# [Given exercise]
Rewrite the lines below as a numbered list, beginning at the line that has "scan for yellow-green bus" and stopping after the line that has "[109,72,144,152]". Skip any blank lines, and leave the pictures out.

# [Input material]
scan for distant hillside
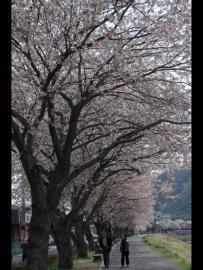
[155,170,191,220]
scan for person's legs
[121,252,124,266]
[103,249,106,266]
[22,254,26,262]
[106,250,109,267]
[126,253,129,265]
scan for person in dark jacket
[21,241,28,263]
[99,231,112,268]
[120,234,129,266]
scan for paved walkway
[12,246,58,264]
[100,236,182,270]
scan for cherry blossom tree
[12,0,190,270]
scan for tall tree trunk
[74,218,88,258]
[26,208,53,270]
[51,217,73,270]
[82,222,94,250]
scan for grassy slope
[143,233,191,270]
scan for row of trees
[12,0,190,270]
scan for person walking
[21,240,28,264]
[99,231,112,268]
[120,234,129,266]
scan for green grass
[48,252,100,270]
[12,252,100,270]
[143,233,192,270]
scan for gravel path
[100,236,182,270]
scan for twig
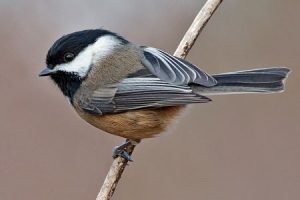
[96,0,222,200]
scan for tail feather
[193,67,290,96]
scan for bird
[39,29,290,160]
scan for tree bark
[96,0,222,200]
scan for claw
[112,140,133,162]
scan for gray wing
[142,47,217,87]
[80,77,210,114]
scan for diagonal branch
[96,0,222,200]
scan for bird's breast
[74,106,184,140]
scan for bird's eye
[64,52,74,62]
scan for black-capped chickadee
[39,29,289,159]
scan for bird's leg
[112,139,139,161]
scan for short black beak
[39,67,55,76]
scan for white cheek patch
[54,35,121,78]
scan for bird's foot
[112,139,137,162]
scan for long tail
[193,67,290,96]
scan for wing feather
[142,47,217,87]
[81,78,210,115]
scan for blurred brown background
[0,0,300,200]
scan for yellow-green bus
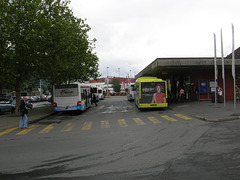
[135,77,168,108]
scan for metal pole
[213,33,217,105]
[107,67,109,96]
[232,24,236,109]
[221,29,226,107]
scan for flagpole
[221,29,226,107]
[232,24,236,109]
[213,33,217,105]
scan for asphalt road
[0,97,240,180]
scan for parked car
[12,99,33,112]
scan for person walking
[19,99,28,129]
[93,93,97,106]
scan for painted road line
[147,116,161,124]
[39,124,54,134]
[174,114,192,120]
[118,119,128,127]
[61,123,73,132]
[16,125,39,135]
[0,127,18,136]
[82,121,92,130]
[133,118,145,126]
[161,115,177,122]
[101,120,110,128]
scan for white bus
[53,83,91,112]
[91,87,99,102]
[126,83,135,101]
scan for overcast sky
[70,0,240,77]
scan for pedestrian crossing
[0,114,192,137]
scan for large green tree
[112,78,121,92]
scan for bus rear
[135,77,168,108]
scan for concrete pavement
[0,101,240,131]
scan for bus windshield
[55,84,78,97]
[141,82,166,103]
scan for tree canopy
[0,0,98,110]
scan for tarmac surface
[0,101,240,131]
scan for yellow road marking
[16,125,39,135]
[147,116,161,124]
[161,115,177,122]
[174,114,192,120]
[61,123,73,132]
[118,119,128,127]
[133,118,145,126]
[39,124,54,134]
[82,121,92,130]
[101,120,110,128]
[0,127,18,136]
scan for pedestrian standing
[19,99,28,129]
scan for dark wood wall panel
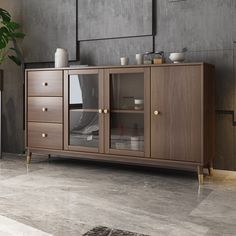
[214,114,236,170]
[78,0,152,40]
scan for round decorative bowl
[169,52,185,63]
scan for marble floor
[0,154,236,236]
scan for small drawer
[28,97,63,123]
[27,71,63,97]
[28,122,63,149]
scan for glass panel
[69,74,98,109]
[110,73,144,110]
[110,113,144,151]
[69,110,99,147]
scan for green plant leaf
[0,8,11,21]
[0,27,9,49]
[8,55,21,66]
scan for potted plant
[0,8,25,90]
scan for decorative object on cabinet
[26,63,215,183]
[55,48,68,68]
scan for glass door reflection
[69,74,99,148]
[109,72,144,152]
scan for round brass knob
[103,109,108,114]
[42,133,48,138]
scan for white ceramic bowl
[169,52,185,63]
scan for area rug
[83,226,148,236]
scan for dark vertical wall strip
[3,0,236,170]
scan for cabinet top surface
[25,62,214,72]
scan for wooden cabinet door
[104,67,150,157]
[151,66,203,162]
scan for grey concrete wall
[0,0,24,153]
[155,0,236,170]
[0,0,236,170]
[79,0,236,170]
[22,0,76,62]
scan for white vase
[55,48,68,68]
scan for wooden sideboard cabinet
[25,63,215,183]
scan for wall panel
[22,0,76,62]
[78,0,152,40]
[80,36,153,65]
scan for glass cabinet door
[68,70,101,151]
[106,68,149,156]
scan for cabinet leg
[207,162,214,176]
[27,151,32,164]
[197,166,203,185]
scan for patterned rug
[83,226,148,236]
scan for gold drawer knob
[42,133,48,138]
[103,109,108,114]
[153,111,160,116]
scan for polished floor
[0,154,236,236]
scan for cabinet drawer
[28,122,63,149]
[27,71,63,97]
[28,97,62,123]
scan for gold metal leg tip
[198,174,204,185]
[208,167,214,176]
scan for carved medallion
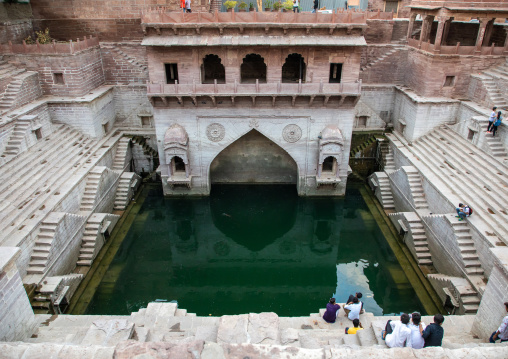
[206,123,226,142]
[282,125,302,142]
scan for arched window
[323,156,335,173]
[171,156,185,173]
[201,54,226,84]
[282,54,305,82]
[240,54,266,83]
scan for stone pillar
[0,247,35,342]
[475,18,488,52]
[434,16,449,51]
[483,19,495,46]
[419,15,434,47]
[407,13,418,40]
[440,17,453,45]
[471,247,508,339]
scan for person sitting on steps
[381,313,411,348]
[346,319,363,334]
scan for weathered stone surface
[280,328,299,345]
[201,343,226,359]
[195,325,217,342]
[82,319,134,346]
[217,314,249,344]
[247,313,280,344]
[222,344,325,359]
[114,340,204,359]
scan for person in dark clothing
[420,314,444,348]
[323,298,340,323]
[312,0,319,13]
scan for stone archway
[209,130,298,184]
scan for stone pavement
[0,303,508,359]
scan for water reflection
[87,186,423,316]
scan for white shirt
[386,320,411,348]
[489,111,497,122]
[497,315,508,340]
[344,302,362,320]
[408,322,425,349]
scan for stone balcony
[141,8,393,35]
[147,80,362,107]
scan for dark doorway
[202,55,226,84]
[282,54,305,83]
[240,54,266,83]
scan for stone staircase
[4,120,30,156]
[445,214,484,276]
[379,140,396,173]
[17,303,502,359]
[427,274,480,315]
[113,172,141,211]
[482,122,508,157]
[77,217,103,266]
[79,172,101,212]
[408,216,432,266]
[27,217,63,274]
[111,137,131,172]
[371,172,395,210]
[404,166,429,209]
[360,46,405,72]
[388,126,508,242]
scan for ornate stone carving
[206,123,226,142]
[282,124,302,143]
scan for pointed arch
[240,54,266,83]
[282,53,306,83]
[208,129,298,185]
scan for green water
[86,185,425,316]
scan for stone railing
[408,39,508,55]
[141,7,393,27]
[408,0,508,11]
[147,81,362,96]
[0,36,99,54]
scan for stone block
[82,319,134,346]
[247,313,280,344]
[217,314,249,344]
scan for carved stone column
[407,13,418,40]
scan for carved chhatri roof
[321,125,344,143]
[164,123,189,147]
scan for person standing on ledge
[323,298,340,323]
[489,302,508,343]
[344,297,363,320]
[487,106,497,133]
[381,313,411,348]
[420,314,444,348]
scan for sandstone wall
[101,42,148,85]
[49,89,115,138]
[405,47,505,98]
[0,247,35,341]
[8,47,105,96]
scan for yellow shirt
[347,327,363,334]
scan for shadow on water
[210,185,298,252]
[86,185,432,316]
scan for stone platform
[0,303,508,359]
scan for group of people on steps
[323,293,508,349]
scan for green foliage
[224,0,238,9]
[25,28,53,45]
[282,0,293,10]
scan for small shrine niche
[164,124,191,188]
[316,125,344,188]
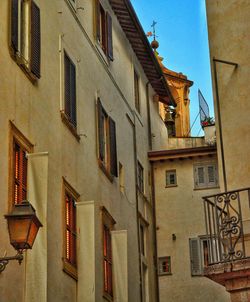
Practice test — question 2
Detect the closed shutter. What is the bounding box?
[207,165,217,187]
[106,12,114,61]
[30,1,41,78]
[97,98,105,161]
[95,0,101,41]
[64,53,76,127]
[11,0,18,52]
[109,118,118,177]
[189,238,202,276]
[64,53,70,117]
[70,62,76,127]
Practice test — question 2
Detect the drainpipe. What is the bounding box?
[146,82,159,302]
[127,112,143,302]
[213,58,238,192]
[146,82,153,150]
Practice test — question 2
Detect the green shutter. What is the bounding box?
[109,118,118,177]
[30,1,41,78]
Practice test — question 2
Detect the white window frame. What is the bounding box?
[194,162,219,189]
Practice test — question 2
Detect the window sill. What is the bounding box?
[63,260,78,281]
[98,159,114,183]
[158,273,173,277]
[61,111,81,142]
[102,293,113,301]
[194,186,220,191]
[165,185,178,188]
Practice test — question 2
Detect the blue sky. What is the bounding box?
[131,0,214,136]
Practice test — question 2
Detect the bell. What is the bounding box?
[165,109,174,125]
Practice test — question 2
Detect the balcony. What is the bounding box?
[203,188,250,301]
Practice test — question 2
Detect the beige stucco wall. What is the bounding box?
[0,0,170,302]
[154,157,230,302]
[206,0,250,190]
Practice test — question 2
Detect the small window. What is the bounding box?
[194,163,218,189]
[63,180,79,279]
[134,70,141,113]
[9,123,33,208]
[10,0,41,79]
[96,0,113,61]
[189,236,219,276]
[64,52,76,128]
[119,163,125,193]
[137,161,144,193]
[158,256,171,275]
[102,207,115,300]
[166,170,177,187]
[97,99,118,177]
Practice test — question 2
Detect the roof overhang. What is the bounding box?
[148,146,217,162]
[109,0,176,106]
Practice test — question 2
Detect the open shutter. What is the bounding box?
[189,238,202,276]
[70,62,76,127]
[109,118,118,177]
[11,0,18,52]
[97,98,105,161]
[30,1,41,78]
[106,12,114,61]
[95,0,101,41]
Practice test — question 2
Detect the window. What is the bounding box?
[97,99,118,178]
[13,140,28,204]
[10,0,41,79]
[119,163,125,193]
[194,163,218,189]
[137,161,144,193]
[102,207,115,298]
[158,256,171,275]
[189,236,219,276]
[96,0,113,61]
[63,180,79,279]
[64,52,76,127]
[9,123,33,208]
[166,170,177,187]
[134,70,141,113]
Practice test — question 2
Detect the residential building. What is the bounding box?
[149,43,230,302]
[203,0,250,302]
[0,0,175,302]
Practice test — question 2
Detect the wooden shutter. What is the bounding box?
[13,142,28,204]
[97,98,105,161]
[11,0,18,52]
[189,238,202,276]
[30,1,41,78]
[109,118,118,177]
[207,164,217,186]
[64,53,70,117]
[106,12,114,61]
[95,0,101,41]
[70,61,76,127]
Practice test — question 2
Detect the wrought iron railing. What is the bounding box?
[203,188,250,265]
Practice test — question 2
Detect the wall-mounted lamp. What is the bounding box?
[0,200,42,273]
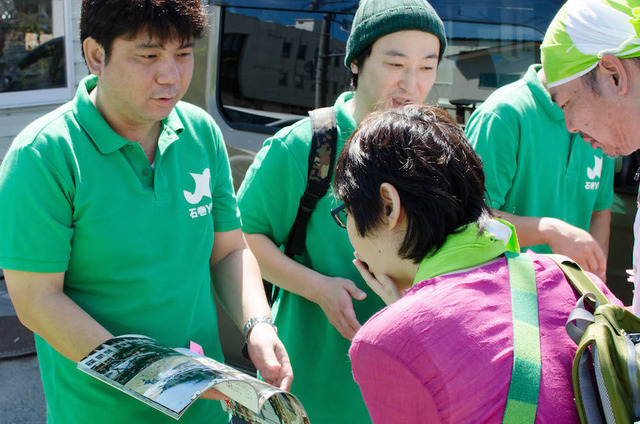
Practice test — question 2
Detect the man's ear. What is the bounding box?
[598,53,630,96]
[349,60,358,74]
[82,37,106,75]
[380,183,404,230]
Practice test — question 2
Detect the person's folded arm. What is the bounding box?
[210,229,293,390]
[245,230,366,340]
[4,269,113,362]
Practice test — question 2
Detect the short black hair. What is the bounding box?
[580,56,640,95]
[80,0,207,62]
[334,105,490,262]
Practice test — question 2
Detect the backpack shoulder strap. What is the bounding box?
[502,252,542,423]
[284,107,338,258]
[544,254,609,305]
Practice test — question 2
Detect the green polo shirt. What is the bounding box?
[0,77,240,424]
[466,65,614,253]
[238,93,384,424]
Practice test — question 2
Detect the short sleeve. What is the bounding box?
[238,132,308,245]
[0,145,74,272]
[211,126,240,232]
[465,109,519,209]
[593,154,615,211]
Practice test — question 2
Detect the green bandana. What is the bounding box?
[413,219,520,285]
[540,0,640,88]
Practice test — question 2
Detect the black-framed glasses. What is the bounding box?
[331,203,347,228]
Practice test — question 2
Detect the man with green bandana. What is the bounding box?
[0,0,292,424]
[541,0,640,315]
[465,65,613,280]
[238,0,446,424]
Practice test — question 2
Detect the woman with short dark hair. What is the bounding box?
[332,106,621,423]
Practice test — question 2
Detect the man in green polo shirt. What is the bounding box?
[465,65,614,279]
[238,0,446,424]
[0,0,292,424]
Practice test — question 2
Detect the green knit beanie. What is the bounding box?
[344,0,447,68]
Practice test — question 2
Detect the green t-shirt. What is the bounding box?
[0,77,240,424]
[466,65,614,253]
[238,93,384,424]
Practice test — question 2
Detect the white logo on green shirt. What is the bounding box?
[584,155,602,190]
[183,168,211,205]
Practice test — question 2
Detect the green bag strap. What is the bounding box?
[502,252,542,423]
[545,254,609,305]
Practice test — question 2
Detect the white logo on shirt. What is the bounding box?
[584,156,602,190]
[183,168,211,205]
[587,156,602,180]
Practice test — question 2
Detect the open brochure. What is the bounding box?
[78,335,309,424]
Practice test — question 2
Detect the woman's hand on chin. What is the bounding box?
[353,252,402,305]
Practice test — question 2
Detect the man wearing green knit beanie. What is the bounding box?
[238,0,446,424]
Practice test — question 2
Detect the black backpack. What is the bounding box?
[263,107,338,306]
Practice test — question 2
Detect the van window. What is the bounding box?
[218,0,564,132]
[0,0,72,107]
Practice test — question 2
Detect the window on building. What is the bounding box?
[282,41,291,58]
[0,0,73,107]
[298,44,307,60]
[278,72,289,87]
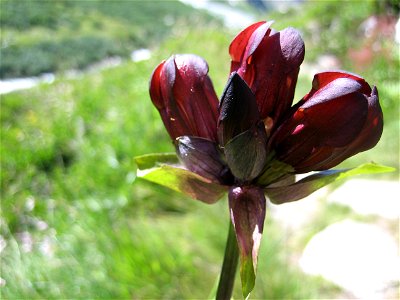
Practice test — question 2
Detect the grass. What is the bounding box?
[0,2,399,299]
[0,0,218,78]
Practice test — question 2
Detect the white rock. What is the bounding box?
[300,220,400,299]
[328,179,400,220]
[268,188,328,230]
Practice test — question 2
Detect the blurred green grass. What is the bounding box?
[0,1,400,299]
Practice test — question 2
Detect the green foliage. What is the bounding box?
[0,1,399,299]
[0,0,216,78]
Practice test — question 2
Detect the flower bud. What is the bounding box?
[270,72,383,173]
[150,54,218,141]
[229,22,304,125]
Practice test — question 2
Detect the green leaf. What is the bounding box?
[240,256,256,299]
[137,164,227,204]
[134,152,179,170]
[264,163,395,204]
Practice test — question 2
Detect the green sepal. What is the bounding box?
[240,255,256,299]
[264,163,396,204]
[224,127,267,181]
[256,160,294,186]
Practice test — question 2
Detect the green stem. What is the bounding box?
[215,221,239,300]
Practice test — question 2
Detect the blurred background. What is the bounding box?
[0,0,400,299]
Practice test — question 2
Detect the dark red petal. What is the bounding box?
[175,136,233,184]
[273,93,368,172]
[149,60,165,109]
[150,54,218,141]
[238,28,304,124]
[316,87,383,170]
[304,71,371,100]
[229,21,266,67]
[218,72,260,145]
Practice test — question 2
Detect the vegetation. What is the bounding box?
[0,0,218,78]
[0,1,400,299]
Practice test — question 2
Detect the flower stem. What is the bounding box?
[215,221,239,300]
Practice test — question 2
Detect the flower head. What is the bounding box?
[150,22,383,296]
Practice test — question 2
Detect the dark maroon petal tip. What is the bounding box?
[175,136,233,185]
[218,72,260,145]
[150,54,218,141]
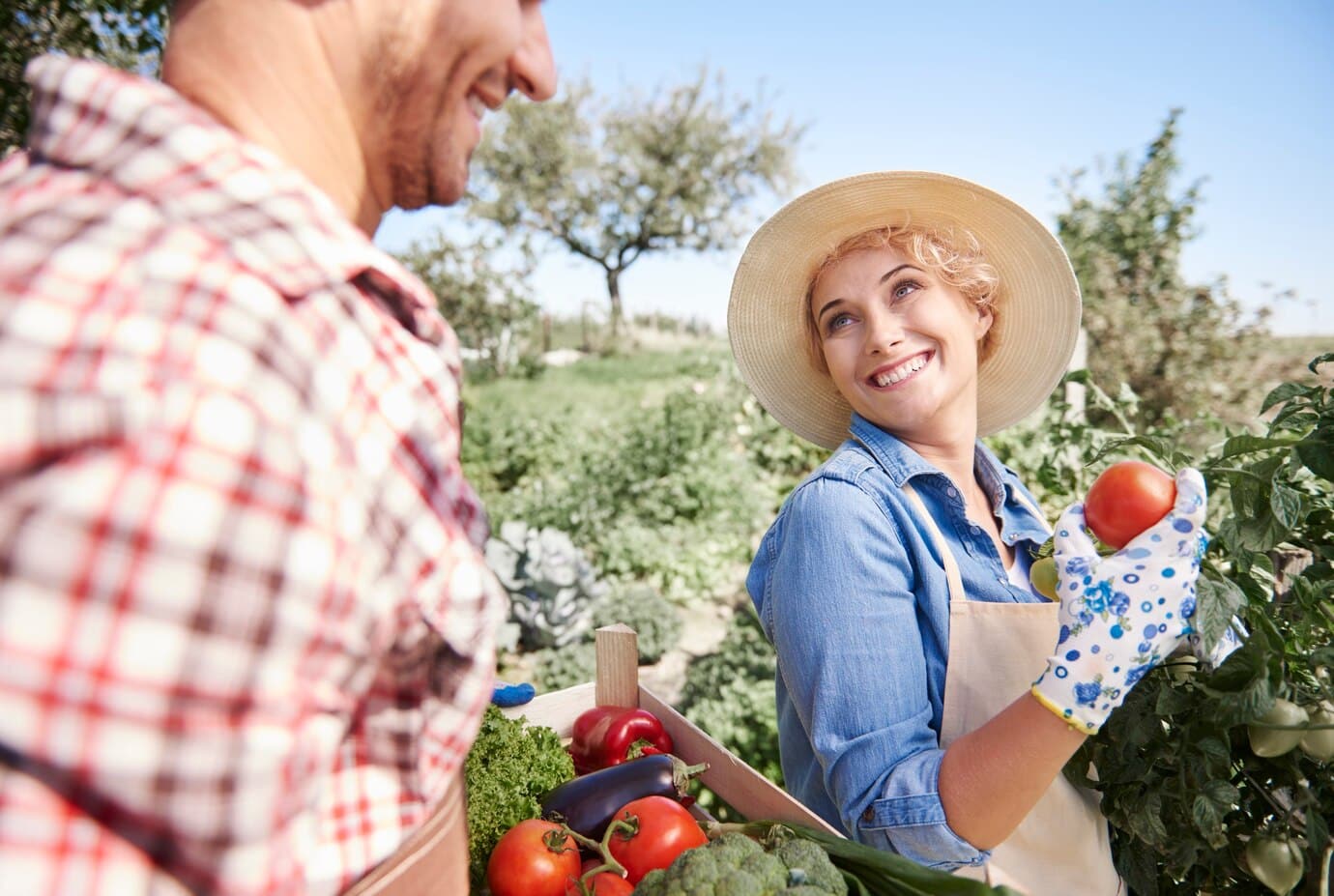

# [Solved problem]
1. scan for yellow-green bus
2. [135,77,168,108]
3. scan for metal pole
4. [213,33,217,105]
5. [107,67,109,96]
6. [232,24,236,109]
7. [221,29,226,107]
8. scan for flagpole
9. [221,29,226,107]
10. [232,24,236,109]
11. [213,33,217,105]
12. scan for asphalt road
13. [0,97,240,180]
14. scan for parked car
15. [12,99,33,112]
16. scan for person walking
17. [19,99,28,129]
18. [93,93,97,106]
19. scan for painted road line
20. [147,116,161,124]
21. [39,124,54,134]
22. [174,114,192,120]
23. [118,119,128,127]
24. [61,123,73,132]
25. [16,125,39,135]
26. [0,127,18,136]
27. [82,121,92,130]
28. [133,118,145,126]
29. [161,115,177,122]
30. [101,120,110,128]
31. scan for white bus
32. [53,83,91,112]
33. [91,87,99,102]
34. [126,83,135,101]
35. scan for overcast sky
36. [70,0,240,77]
37. scan for pedestrian crossing
38. [0,114,192,137]
39. scan for large green tree
40. [112,78,121,92]
41. scan for bus rear
42. [135,77,168,108]
43. scan for concrete pavement
44. [0,101,240,131]
45. scan for bus windshield
46. [55,84,78,97]
47. [141,82,166,103]
48. scan for tree canopy
49. [0,0,98,110]
50. scan for tarmac surface
51. [0,101,240,131]
52. scan for yellow road marking
53. [16,125,39,135]
54. [147,116,161,124]
55. [161,115,177,122]
56. [174,114,192,120]
57. [61,123,73,132]
58. [118,119,128,127]
59. [133,118,145,126]
60. [39,124,54,134]
61. [82,121,92,130]
62. [101,120,110,128]
63. [0,127,18,136]
64. scan for pedestrian standing
65. [19,99,28,129]
66. scan for dark wood wall panel
67. [214,114,236,170]
68. [78,0,152,40]
69. scan for round decorative bowl
70. [169,52,185,63]
71. scan for marble floor
72. [0,154,236,236]
73. scan for small drawer
74. [28,97,63,123]
75. [27,71,63,97]
76. [28,122,63,149]
77. scan for glass panel
78. [69,74,98,109]
79. [110,73,144,110]
80. [110,113,144,151]
81. [69,110,99,147]
82. scan for green plant leaf
83. [0,8,11,21]
84. [0,27,9,49]
85. [8,55,21,66]
86. scan for potted plant
87. [0,8,25,90]
88. scan for decorative object on cabinet
89. [26,63,215,183]
90. [55,48,68,68]
91. scan for glass door reflection
92. [69,74,99,148]
93. [109,72,144,152]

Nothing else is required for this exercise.